# TASK:
Recast the records below as a JSON list of strings, one string per line, skipping any blank lines.

# DATA PROVIDED:
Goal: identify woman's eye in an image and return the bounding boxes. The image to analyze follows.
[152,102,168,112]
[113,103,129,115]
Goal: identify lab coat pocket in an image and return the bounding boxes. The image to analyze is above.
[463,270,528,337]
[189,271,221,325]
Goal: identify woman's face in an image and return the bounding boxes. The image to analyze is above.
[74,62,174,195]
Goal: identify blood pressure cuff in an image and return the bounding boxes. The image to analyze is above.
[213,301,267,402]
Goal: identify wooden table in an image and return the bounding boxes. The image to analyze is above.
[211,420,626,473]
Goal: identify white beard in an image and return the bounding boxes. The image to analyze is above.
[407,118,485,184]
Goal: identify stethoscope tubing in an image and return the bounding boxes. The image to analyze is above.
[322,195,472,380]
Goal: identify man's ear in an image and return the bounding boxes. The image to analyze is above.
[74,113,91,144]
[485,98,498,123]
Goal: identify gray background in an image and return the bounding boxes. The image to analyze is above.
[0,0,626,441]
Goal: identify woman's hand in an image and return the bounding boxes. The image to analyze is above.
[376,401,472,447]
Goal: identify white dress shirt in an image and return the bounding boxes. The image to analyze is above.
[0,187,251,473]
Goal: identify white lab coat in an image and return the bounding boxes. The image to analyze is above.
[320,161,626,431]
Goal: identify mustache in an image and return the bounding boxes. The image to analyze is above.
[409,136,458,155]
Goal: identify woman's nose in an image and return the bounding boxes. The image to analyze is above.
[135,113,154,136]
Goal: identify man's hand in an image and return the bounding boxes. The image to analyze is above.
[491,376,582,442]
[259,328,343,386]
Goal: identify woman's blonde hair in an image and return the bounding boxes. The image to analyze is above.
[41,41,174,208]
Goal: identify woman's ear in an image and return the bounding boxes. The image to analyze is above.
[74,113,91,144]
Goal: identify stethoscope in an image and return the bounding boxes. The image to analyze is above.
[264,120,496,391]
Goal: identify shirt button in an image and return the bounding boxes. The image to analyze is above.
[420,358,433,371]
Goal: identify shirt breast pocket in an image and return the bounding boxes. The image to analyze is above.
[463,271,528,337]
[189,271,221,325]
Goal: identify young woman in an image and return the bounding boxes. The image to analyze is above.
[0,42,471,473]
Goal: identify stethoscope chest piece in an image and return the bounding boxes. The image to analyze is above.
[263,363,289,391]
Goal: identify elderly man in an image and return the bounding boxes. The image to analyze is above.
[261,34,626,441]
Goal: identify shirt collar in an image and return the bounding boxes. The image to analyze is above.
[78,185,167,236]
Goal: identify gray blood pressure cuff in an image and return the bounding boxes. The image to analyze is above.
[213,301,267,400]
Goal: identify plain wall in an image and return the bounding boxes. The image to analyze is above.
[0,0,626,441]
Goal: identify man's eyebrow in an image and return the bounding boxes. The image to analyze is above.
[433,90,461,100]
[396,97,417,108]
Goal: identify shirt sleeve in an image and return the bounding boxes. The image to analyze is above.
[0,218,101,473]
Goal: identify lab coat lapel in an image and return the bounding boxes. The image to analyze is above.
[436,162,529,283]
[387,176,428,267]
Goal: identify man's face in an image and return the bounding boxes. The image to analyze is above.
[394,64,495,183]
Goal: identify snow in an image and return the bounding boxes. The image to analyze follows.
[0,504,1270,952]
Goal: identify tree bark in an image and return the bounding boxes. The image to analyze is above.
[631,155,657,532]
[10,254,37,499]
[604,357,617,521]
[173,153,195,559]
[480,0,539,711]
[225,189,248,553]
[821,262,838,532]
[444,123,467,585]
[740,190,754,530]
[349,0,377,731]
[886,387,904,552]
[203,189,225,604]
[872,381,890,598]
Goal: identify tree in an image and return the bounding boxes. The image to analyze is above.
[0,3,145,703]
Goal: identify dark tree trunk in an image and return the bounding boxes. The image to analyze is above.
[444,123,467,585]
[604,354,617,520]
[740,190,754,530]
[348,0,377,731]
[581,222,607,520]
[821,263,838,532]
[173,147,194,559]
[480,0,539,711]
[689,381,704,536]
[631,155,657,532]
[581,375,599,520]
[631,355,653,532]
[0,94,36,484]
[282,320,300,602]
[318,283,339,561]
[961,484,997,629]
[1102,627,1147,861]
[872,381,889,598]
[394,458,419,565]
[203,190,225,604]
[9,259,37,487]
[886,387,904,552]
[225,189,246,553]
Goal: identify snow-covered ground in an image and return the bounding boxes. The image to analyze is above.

# ANSWER TO THE EXERCISE:
[
  "Goal: identify woman's eye in an image and return the bounding boxes. The image to analyze follows.",
  "[152,102,168,112]",
  "[113,103,129,115]",
  "Goal: identify lab coat pocket in an image and return the bounding boxes. The image to analyze is above.",
  "[463,270,528,337]",
  "[189,271,221,325]",
  "Goal: identify woman's face in an image and return the bounding boxes. The image to analyze is above.",
  "[74,62,174,195]",
  "Goal: identify blood pressure cuff in an image and return the bounding boxes. The image to analyze is above.",
  "[213,301,267,402]",
  "Goal: identify wooden table in an image and return the bounding boxes. The image to analyze is above.",
  "[211,420,626,473]",
  "Goal: identify white beard in an image and return the bounding boxes. The image to analyze is above.",
  "[407,118,485,184]",
  "Goal: identify stethoscope tubing in an image and return the bounding boxes. The image to analyze is above.",
  "[322,195,472,380]",
  "Goal: identify man's ear in an image and return the bounding boxes. The image to analyze is above.",
  "[74,113,91,144]",
  "[485,98,498,123]",
  "Goal: identify gray background in an image and return the bounding boxes. The image to analyze is above.",
  "[0,0,626,441]",
  "Goal: identify woman's hand in an image and return the bounding boxes. The image to analyze is above.",
  "[376,401,472,447]",
  "Goal: identify white dress shirt in an image and return the bounding boxes. The image to analyze is above.",
  "[0,187,251,473]",
  "Goal: identify white lab coat in an image and return the bounding boxes. The image to analyze is above.",
  "[320,161,626,431]",
  "Goal: identify mustache in an image and return the bounding boxes. The image to analyze is above.",
  "[409,136,458,155]",
  "Goal: identify woman's nose in an image and return the bounding boxes. The image to analyze is above.",
  "[135,113,154,136]",
  "Goal: identify man's hand in an image and return the bounding boxes. The image to analyze is above.",
  "[491,376,582,442]",
  "[259,328,343,386]",
  "Goal: identify woman's blonde hair in an image and return the bounding boxes. The image to analyze is above.",
  "[41,41,174,208]",
  "Goal: identify woman's ear in an image and return the bounding boxes. The image to analyze is above.",
  "[74,113,91,144]",
  "Goal: identify stethoscope in an image and return the bounding boxes. The image to analyze is above.",
  "[264,120,496,391]",
  "Goal: identify shirt button in an image and return the bounding boxes. The image to analyze is above.",
  "[420,358,433,371]",
  "Goal: identify shirt breast pocket in an image and return the bounding boxes. The image to analyze is above.",
  "[463,271,528,337]",
  "[189,271,221,325]",
  "Goal: identify young woman in an image and return the bounding boxes. The image to analyze is above.",
  "[0,42,471,473]",
  "Goal: identify stethoscope chest piece in an image and return the bounding boxes. The image to analyze is above.",
  "[263,363,289,391]",
  "Goal: identify elderly man in an image and return the bounding boxes. The image to analyze is above.",
  "[261,34,626,441]",
  "Goal: identify shirt collar in an image and return the bounding boxes. The image to analyze is above.",
  "[78,185,167,236]",
  "Goal: identify gray blood pressure cuff in an image and return the bounding boxes. The image to analyze is above.",
  "[213,301,267,400]",
  "Goal: identify plain wall in an image and return the bounding boxes. The image to analyze is above.",
  "[0,0,626,441]",
  "Goal: identify man's eyebrow in an image and return the bounding boxes. The image to analyze is above.",
  "[433,90,461,100]",
  "[396,97,417,108]",
  "Goal: identify shirt sleeve in an image and return the bounding boxes. The image to analyze is above.",
  "[0,218,101,473]",
  "Goal: identify lab coat lapel in an image and return the bounding boxes. The image to analyze is above.",
  "[436,162,529,283]",
  "[387,176,428,267]",
  "Goal: identify man's face in an image and return the bounding boxes. The image to analyze is above.",
  "[394,64,495,183]",
  "Goal: identify snow in an image and return the bounding boxes. The image to analyze follows.",
  "[0,504,1270,952]",
  "Goal: identify tree bark in an image and return the bounding boxes. The image to analyze is above.",
  "[631,155,657,532]",
  "[10,254,37,499]",
  "[604,357,617,521]",
  "[173,153,195,559]",
  "[480,0,539,711]",
  "[225,189,248,553]",
  "[821,262,838,532]",
  "[444,123,467,585]",
  "[740,190,754,530]",
  "[349,0,377,731]",
  "[886,387,904,552]",
  "[203,189,225,604]",
  "[872,381,890,598]",
  "Goal: identify tree in an image and return the bounding boxes. The image to analyze is above.",
  "[0,3,145,703]",
  "Goal: identify dark tree trunk in an image and return the bounding boxes. The image to analyze is above.",
  "[444,123,467,585]",
  "[604,354,617,520]",
  "[740,190,754,530]",
  "[348,0,377,731]",
  "[581,222,607,520]",
  "[821,263,838,532]",
  "[173,147,194,559]",
  "[480,0,539,711]",
  "[689,381,704,536]",
  "[631,155,657,532]",
  "[581,375,599,520]",
  "[631,355,653,532]",
  "[0,94,36,484]",
  "[282,320,300,602]",
  "[318,283,339,561]",
  "[961,484,997,629]",
  "[1102,627,1147,861]",
  "[872,381,889,598]",
  "[394,458,419,565]",
  "[203,190,225,604]",
  "[9,259,37,487]",
  "[886,387,904,552]",
  "[225,189,246,553]",
  "Goal: identify snow-covered ground in an image and return the bounding boxes. The image to analyze is above."
]